_Exercise instructions_.
Pick up the reflection on rest and God's grace after its final sentence and keep writing it.

_Text shown_.
= = = = = = =
The Way of Love, a program of the Episcopal Church, reminds us that to follow Jesus involves an intentional commitment to some basic practices, which they sum up in seven words: Turn, Learn, Pray, Worship, Bless, Go, and Rest. Did you hear that last one? Rest. In commenting on the importance of rest, especially for those of us who are so defined by our achievements, our do-gooding, our desire to help others and right the world’s wrongs, Stephanie Spellers says,
“Rest in God’s grace, because the revolution is not ultimately up to us.” Rest in God’s grace, because only God is infinite. We are finite. Our precious time, our attention, our energy—all are finite. The trees are finite. Water is finite. Only God is infinite.

Good things take time, and a rhythm of work and play and rest. When we focus so much on productivity, whether because we’re busy making thneeds or we’re busy trying to change the world, we lose sight of our need to rest and find our rhythm. We forget how necessary and needful it is to sit at the feet of Jesus, to listen for God’s word in our lives and to see God’s beauty in the world around us.
= = = = = = =
_Dataset_.
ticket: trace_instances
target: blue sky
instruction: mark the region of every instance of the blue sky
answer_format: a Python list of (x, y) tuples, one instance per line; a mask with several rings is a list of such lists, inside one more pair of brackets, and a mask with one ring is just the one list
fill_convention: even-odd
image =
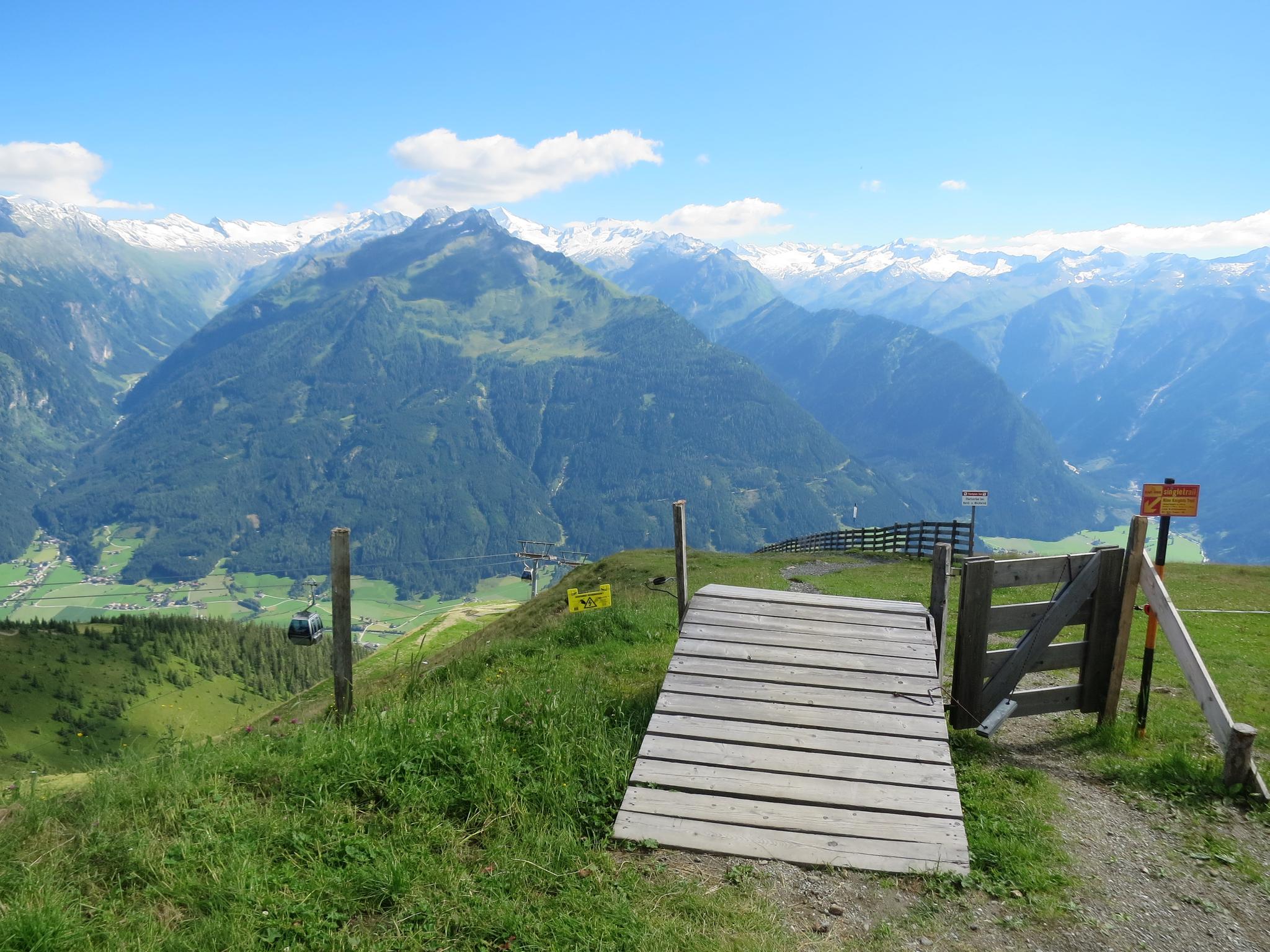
= = = = = = =
_Written reply_.
God calls us to rest, so let us rest.
God invites us to breath, so let us breathe.
God longs for us to receive God’s grace and to dwell in God’s peace, so let us receive and let us dwell.

Then someday we too can exclaim, along with the Psalmist, “I am like a green olive tree in the house of God, trusting in the mercy of God forever.” Listen to that tree. Speak for that tree. And then enjoy the peace that comes only from silence and rest. Amen.